Repeat the lines from the one containing "of the parked" through the last line of the records, inclusive, with no changes.
[INPUT RECORDS start]
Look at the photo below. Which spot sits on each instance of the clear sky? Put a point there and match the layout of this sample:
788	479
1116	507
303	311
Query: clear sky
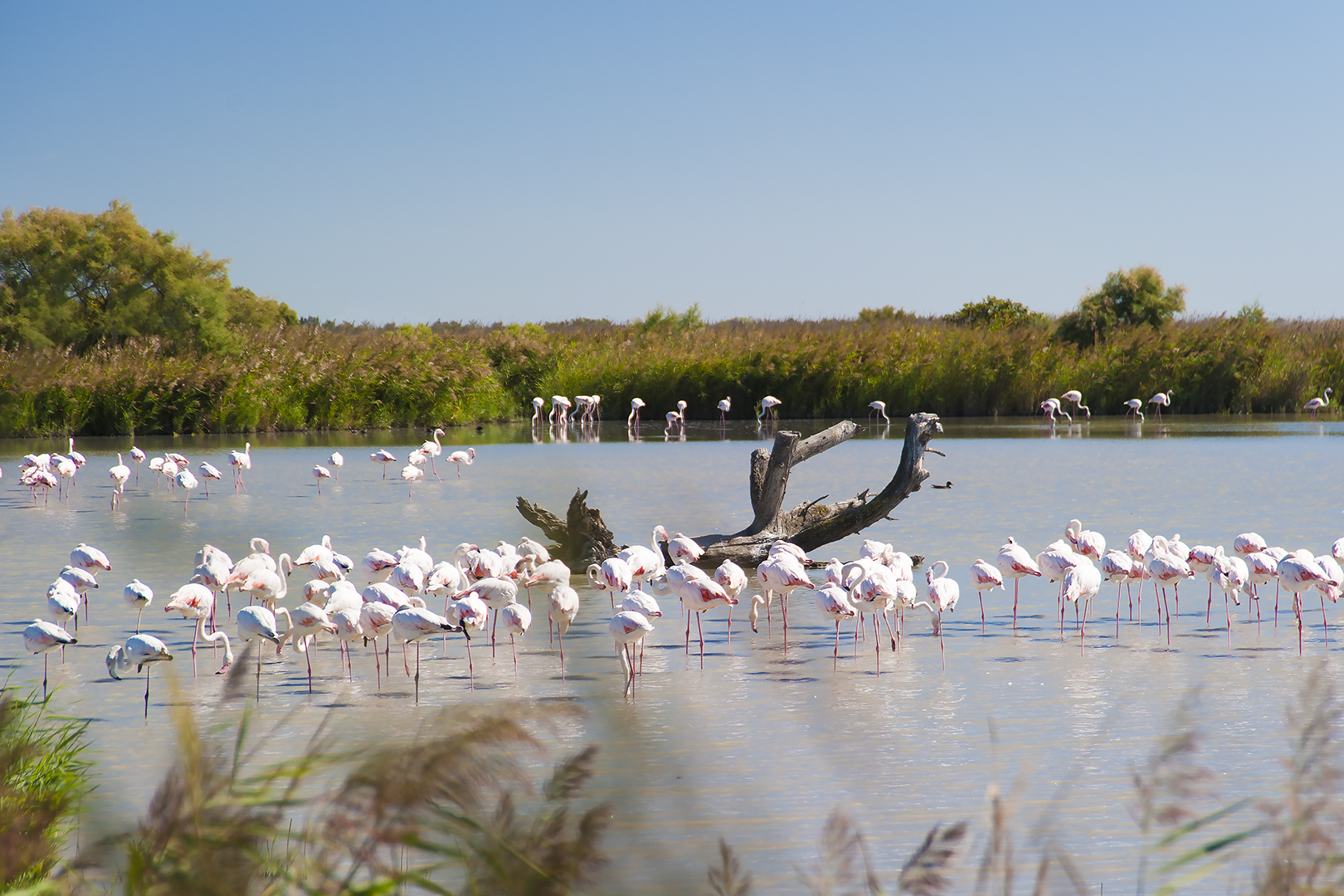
553	160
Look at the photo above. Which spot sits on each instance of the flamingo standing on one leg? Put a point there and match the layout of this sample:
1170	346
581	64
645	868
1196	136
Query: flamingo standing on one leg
241	461
628	629
141	652
139	457
210	472
119	475
1319	403
984	578
385	457
45	637
1161	399
1015	563
459	458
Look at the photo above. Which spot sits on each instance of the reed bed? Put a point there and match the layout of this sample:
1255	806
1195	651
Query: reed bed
459	809
353	377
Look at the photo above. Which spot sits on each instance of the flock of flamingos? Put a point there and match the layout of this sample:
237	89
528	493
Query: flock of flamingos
480	586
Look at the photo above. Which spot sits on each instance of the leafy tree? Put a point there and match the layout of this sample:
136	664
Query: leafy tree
75	280
1133	297
992	314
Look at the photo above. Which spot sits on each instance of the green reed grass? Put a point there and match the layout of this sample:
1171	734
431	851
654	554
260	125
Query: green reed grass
329	377
45	776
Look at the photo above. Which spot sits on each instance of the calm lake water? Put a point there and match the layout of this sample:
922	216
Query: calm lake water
763	742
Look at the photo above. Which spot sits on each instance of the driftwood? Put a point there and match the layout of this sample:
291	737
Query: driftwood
581	538
813	524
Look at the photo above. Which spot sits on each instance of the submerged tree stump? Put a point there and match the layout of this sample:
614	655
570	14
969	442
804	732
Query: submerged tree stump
582	538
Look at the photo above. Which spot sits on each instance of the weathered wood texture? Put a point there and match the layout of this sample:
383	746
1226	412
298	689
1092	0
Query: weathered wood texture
813	524
581	538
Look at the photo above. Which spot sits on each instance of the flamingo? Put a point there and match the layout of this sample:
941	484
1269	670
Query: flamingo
347	629
385	457
613	574
782	572
210	472
1319	403
1118	570
139	457
1077	398
85	557
1249	543
1230	574
1161	399
375	618
1051	406
240	461
698	596
1015	563
433	449
138	596
188	483
767	406
628	627
266	586
303	624
834	603
984	578
683	548
942	596
1082	583
119	475
1298	572
67	469
45	637
197	602
1088	543
411	475
417	624
565	609
518	620
141	652
733	579
459	458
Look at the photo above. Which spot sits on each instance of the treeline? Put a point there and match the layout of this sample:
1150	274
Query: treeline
296	377
110	329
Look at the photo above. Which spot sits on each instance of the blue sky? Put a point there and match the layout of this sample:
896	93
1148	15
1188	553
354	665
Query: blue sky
544	162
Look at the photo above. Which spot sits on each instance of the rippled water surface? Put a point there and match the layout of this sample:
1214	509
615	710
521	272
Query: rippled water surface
763	742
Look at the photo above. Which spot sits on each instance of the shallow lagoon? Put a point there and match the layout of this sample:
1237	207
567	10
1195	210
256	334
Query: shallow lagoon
767	739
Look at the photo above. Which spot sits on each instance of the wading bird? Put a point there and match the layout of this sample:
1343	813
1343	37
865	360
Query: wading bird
1319	403
141	652
1161	399
385	457
1077	398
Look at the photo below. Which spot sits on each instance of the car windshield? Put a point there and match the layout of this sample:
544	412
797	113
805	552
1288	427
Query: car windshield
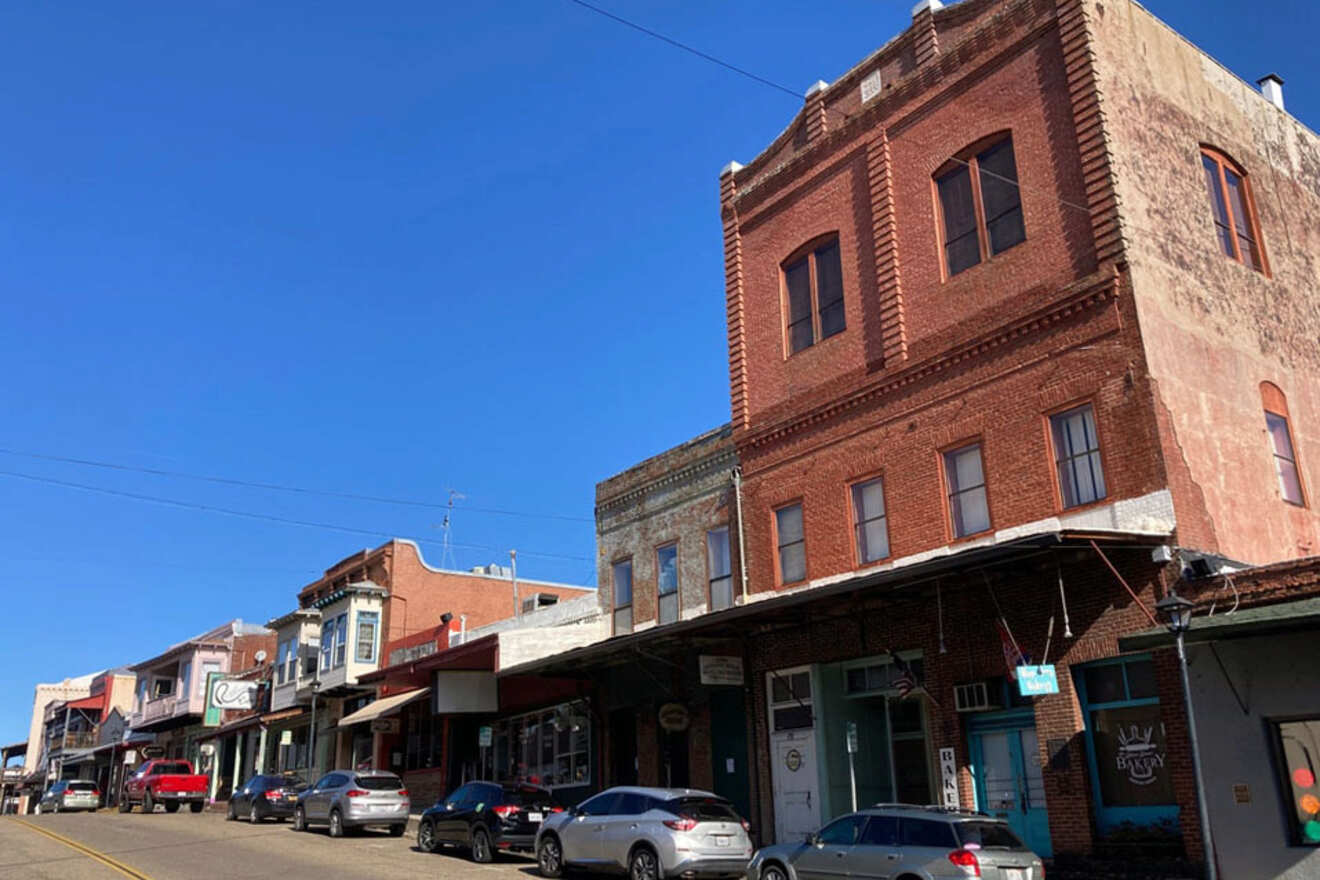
988	835
704	809
379	783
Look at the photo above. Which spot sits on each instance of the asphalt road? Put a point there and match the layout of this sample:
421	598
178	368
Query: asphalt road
111	846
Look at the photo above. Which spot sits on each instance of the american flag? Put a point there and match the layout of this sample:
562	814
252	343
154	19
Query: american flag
904	681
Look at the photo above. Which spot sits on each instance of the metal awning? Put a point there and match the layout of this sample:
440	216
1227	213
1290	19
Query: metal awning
1262	620
383	706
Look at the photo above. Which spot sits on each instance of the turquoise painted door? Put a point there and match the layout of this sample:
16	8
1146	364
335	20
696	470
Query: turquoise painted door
1006	763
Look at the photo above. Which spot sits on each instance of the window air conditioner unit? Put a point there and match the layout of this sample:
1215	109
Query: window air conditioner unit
973	697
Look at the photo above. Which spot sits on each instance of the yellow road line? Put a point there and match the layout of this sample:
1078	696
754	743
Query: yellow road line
132	874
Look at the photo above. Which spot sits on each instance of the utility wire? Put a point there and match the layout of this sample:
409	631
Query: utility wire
687	48
280	487
269	517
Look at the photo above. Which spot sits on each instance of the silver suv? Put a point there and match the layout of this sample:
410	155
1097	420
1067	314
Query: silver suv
343	800
650	833
903	842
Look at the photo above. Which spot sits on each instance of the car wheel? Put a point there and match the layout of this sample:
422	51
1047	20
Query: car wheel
482	851
427	837
643	864
549	858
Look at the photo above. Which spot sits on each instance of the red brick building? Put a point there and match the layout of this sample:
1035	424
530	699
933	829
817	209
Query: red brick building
1021	312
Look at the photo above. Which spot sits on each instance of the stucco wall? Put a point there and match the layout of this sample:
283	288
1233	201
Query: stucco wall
1274	680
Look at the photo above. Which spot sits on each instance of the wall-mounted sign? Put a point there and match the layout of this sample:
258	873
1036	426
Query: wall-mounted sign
231	693
721	670
948	779
673	718
1036	681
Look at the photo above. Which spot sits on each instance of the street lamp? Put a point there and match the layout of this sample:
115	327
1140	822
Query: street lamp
1176	612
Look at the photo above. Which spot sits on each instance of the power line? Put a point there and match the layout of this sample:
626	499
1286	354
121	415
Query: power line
284	487
269	517
687	48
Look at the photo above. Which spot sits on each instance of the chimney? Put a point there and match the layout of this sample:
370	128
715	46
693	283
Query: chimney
1271	86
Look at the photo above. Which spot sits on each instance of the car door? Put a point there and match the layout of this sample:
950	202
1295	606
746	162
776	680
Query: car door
877	854
826	858
581	835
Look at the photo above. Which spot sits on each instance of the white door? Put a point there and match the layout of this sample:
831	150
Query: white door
796	798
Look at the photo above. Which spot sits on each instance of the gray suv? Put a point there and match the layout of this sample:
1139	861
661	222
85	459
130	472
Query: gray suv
345	800
650	833
903	842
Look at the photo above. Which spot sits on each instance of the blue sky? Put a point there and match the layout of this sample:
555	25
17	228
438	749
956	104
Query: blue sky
376	248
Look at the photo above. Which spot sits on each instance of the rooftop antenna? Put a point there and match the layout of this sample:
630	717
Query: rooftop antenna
448	552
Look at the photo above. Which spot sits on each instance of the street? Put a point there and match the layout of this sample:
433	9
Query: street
110	846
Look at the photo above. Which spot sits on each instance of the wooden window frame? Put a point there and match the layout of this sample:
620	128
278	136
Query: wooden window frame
774	525
969	158
944	488
808	253
1275	403
850	499
710	579
1222	161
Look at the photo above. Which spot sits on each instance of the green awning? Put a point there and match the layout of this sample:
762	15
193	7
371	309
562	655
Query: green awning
1262	620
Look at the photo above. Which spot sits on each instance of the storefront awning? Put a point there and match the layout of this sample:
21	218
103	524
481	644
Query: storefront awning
382	707
1263	620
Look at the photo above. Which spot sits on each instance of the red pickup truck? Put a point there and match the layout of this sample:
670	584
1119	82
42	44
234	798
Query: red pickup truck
165	781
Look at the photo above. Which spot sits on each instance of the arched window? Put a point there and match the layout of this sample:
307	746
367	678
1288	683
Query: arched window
1233	209
813	293
980	203
1281	443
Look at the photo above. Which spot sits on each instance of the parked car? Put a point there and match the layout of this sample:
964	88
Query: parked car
70	794
650	833
265	796
349	800
487	817
165	781
903	842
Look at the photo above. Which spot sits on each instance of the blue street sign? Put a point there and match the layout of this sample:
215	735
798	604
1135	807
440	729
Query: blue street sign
1034	681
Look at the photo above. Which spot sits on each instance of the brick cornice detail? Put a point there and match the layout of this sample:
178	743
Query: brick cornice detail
1084	296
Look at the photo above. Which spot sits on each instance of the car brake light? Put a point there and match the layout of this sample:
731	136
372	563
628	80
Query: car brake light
[INPUT RECORDS end]
- _FULL RESPONSE_
Look at the photo above. Which spot sits on each instance of the parked car? Put a point there and match the layout of this sample:
964	88
Query: parked car
70	794
650	833
265	796
349	800
487	817
165	781
903	842
Look at the photo above. Which spot sits on each instance of the blue street sign? Put a point there and match the layout of this sample:
215	735
798	604
1135	807
440	729
Query: blue street sign
1034	681
Look at the photo above. Which spot sits on each instance of the brick cornice detail? Put a point there and match the layout of this sample:
178	743
Query: brick cornice detail
1084	296
Look at the photo above. Which spot sits on each instance of the car brake light? Put a point there and match the layout of this sample:
731	136
372	563
628	80
Query: car brake light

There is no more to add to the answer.